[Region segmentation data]
□ □ □ □ □

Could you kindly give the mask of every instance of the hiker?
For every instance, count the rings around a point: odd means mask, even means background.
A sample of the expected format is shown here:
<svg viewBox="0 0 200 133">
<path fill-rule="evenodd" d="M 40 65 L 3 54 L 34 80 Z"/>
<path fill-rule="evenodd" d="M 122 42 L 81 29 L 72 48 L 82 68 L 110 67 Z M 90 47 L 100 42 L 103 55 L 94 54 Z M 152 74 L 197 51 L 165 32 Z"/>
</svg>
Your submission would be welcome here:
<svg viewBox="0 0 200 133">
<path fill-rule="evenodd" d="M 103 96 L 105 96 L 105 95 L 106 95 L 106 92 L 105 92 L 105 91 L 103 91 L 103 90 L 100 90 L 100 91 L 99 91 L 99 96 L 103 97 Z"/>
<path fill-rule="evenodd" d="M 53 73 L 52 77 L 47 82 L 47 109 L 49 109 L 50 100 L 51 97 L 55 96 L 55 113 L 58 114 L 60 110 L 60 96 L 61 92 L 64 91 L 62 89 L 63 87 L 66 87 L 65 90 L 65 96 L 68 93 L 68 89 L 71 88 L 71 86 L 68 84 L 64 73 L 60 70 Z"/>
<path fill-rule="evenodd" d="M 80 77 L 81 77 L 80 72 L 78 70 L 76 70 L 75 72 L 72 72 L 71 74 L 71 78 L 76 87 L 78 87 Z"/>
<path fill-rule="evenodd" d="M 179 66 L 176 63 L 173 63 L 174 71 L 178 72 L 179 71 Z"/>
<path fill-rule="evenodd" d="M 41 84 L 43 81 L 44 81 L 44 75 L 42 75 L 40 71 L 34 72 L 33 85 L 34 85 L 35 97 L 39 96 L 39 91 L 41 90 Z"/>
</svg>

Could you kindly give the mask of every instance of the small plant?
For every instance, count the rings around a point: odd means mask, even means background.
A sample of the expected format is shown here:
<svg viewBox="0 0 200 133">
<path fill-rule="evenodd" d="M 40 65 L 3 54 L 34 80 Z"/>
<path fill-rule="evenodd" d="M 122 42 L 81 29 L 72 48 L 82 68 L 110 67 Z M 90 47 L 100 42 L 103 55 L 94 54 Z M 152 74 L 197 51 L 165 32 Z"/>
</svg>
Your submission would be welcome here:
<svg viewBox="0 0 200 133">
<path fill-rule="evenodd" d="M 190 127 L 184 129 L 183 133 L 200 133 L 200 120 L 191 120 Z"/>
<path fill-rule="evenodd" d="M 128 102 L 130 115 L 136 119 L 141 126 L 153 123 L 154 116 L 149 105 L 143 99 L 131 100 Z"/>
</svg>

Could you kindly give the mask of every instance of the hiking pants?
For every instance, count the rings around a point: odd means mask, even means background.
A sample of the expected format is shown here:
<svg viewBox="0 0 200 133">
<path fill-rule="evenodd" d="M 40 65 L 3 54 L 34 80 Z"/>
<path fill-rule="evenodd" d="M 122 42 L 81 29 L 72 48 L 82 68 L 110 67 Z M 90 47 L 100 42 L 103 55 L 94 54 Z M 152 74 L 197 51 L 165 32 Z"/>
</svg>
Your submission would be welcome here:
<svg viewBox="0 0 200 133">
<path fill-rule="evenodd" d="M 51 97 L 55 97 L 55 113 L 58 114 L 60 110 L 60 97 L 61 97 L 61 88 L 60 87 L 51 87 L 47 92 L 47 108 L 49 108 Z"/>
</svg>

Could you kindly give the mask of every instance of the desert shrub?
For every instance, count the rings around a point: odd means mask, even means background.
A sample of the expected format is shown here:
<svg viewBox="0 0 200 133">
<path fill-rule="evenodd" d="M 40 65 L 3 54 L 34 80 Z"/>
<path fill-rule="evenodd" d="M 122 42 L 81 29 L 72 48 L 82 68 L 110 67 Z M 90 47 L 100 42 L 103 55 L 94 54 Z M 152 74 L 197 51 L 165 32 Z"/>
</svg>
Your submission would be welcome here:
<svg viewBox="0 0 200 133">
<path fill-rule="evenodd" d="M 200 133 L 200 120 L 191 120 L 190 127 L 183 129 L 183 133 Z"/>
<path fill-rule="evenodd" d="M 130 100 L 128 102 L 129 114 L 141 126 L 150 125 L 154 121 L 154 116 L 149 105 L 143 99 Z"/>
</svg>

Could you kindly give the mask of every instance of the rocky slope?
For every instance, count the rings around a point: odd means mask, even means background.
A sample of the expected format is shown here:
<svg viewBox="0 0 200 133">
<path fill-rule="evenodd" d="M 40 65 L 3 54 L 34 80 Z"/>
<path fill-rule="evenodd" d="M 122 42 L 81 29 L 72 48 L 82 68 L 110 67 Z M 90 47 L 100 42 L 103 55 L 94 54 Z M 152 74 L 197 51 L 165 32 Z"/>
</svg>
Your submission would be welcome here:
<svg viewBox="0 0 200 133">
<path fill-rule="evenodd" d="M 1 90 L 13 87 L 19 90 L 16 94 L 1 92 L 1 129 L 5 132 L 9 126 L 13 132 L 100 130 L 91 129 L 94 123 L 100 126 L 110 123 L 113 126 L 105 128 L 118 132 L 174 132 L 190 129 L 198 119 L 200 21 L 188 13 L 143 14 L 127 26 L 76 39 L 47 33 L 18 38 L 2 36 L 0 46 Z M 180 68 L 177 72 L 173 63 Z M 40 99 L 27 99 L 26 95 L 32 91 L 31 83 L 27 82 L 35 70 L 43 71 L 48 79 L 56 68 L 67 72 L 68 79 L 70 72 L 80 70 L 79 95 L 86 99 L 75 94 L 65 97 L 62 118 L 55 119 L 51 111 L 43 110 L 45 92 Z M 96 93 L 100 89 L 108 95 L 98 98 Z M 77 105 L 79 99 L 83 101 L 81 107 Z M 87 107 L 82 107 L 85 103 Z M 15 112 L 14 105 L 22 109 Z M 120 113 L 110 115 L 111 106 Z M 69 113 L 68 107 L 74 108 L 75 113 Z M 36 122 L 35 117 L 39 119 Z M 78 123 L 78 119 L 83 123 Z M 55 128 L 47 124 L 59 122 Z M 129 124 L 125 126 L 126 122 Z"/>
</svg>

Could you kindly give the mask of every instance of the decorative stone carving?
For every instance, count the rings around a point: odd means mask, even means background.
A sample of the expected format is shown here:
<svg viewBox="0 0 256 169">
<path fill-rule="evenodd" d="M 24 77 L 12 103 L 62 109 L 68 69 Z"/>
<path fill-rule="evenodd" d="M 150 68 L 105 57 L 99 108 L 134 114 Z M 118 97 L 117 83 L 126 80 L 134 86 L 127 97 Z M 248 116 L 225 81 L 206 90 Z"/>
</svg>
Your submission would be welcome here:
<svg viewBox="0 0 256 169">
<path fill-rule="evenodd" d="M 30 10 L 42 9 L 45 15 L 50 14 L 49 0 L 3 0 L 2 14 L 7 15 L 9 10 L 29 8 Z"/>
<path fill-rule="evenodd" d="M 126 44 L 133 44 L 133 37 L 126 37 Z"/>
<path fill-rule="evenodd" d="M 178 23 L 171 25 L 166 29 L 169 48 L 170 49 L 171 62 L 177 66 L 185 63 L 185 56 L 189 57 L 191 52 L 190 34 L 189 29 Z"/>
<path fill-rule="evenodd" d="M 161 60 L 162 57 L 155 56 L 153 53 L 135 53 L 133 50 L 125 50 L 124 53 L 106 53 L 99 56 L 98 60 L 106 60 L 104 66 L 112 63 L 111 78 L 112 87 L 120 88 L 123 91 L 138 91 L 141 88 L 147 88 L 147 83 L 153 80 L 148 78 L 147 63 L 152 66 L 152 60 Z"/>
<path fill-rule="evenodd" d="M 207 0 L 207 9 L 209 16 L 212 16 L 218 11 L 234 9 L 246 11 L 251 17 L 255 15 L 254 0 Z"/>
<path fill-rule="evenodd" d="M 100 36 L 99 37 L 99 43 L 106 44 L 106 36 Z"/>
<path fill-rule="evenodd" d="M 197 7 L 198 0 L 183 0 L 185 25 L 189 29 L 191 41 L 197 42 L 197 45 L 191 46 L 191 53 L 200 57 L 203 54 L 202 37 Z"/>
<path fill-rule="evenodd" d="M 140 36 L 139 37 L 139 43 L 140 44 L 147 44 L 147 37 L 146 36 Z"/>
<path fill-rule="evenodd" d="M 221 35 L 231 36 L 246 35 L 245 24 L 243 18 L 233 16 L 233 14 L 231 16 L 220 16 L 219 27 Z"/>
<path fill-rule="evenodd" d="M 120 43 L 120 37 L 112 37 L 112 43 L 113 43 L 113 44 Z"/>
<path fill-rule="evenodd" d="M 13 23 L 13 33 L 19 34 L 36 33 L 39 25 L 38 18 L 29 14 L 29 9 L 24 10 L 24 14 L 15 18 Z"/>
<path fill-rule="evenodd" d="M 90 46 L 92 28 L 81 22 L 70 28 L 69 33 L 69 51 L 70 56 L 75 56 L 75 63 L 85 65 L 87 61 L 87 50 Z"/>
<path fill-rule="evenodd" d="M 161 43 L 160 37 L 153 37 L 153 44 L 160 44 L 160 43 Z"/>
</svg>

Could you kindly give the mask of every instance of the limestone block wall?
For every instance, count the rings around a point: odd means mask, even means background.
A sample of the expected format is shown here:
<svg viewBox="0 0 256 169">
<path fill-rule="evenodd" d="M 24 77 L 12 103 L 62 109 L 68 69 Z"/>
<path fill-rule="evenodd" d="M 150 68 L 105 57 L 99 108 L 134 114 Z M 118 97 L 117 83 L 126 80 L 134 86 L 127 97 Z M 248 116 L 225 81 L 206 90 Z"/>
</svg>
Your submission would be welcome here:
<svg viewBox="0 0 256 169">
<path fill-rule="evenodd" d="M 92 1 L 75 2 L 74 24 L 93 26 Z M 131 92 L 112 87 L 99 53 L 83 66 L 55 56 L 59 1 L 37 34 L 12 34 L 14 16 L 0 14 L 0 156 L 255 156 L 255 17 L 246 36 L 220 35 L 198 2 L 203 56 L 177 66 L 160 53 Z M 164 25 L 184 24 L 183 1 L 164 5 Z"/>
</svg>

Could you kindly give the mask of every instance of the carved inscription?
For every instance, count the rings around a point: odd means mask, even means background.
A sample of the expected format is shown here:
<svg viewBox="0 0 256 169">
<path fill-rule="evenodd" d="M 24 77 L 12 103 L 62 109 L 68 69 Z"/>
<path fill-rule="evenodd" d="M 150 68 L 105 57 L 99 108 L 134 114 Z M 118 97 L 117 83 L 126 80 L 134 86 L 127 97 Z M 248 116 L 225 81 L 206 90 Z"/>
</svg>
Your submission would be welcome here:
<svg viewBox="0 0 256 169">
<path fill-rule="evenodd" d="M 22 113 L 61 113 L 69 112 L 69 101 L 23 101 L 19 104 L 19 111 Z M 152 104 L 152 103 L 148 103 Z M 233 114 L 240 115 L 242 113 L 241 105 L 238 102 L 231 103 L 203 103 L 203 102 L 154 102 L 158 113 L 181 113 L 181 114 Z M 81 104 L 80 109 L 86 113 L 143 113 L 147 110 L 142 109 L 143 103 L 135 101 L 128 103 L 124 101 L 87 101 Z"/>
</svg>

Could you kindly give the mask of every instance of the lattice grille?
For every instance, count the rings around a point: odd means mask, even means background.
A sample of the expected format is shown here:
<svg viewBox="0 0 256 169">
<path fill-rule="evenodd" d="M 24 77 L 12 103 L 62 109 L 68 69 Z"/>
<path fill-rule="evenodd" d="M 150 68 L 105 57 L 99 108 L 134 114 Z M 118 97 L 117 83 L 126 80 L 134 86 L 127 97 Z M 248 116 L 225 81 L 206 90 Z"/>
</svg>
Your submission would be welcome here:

□ □ □ □ □

# Work instructions
Convert the stretch from the start of the items through the line containing "103 96 L 105" into a Markdown table with the columns Row and Line. Omit blank lines.

# Complete output
| Row | Line |
|---|---|
| 1 | Could you kindly give the mask of every instance of the hiker? |
| 2 | For every instance, count the rings around a point: odd means mask, even means background. |
| 3 | A sample of the expected format is shown here: |
| 4 | <svg viewBox="0 0 200 133"> |
| 5 | <path fill-rule="evenodd" d="M 40 65 L 3 54 L 34 80 Z"/> |
| 6 | <path fill-rule="evenodd" d="M 122 42 L 81 29 L 72 48 L 82 68 L 110 67 Z M 90 47 L 100 42 L 103 55 L 94 54 Z M 152 74 L 197 51 L 165 32 Z"/> |
| 7 | </svg> |
| 8 | Your submission would be welcome here: |
| 9 | <svg viewBox="0 0 200 133"> |
| 10 | <path fill-rule="evenodd" d="M 103 96 L 105 96 L 105 95 L 106 95 L 106 92 L 105 92 L 105 91 L 103 91 L 103 90 L 100 90 L 100 91 L 99 91 L 99 96 L 103 97 Z"/> |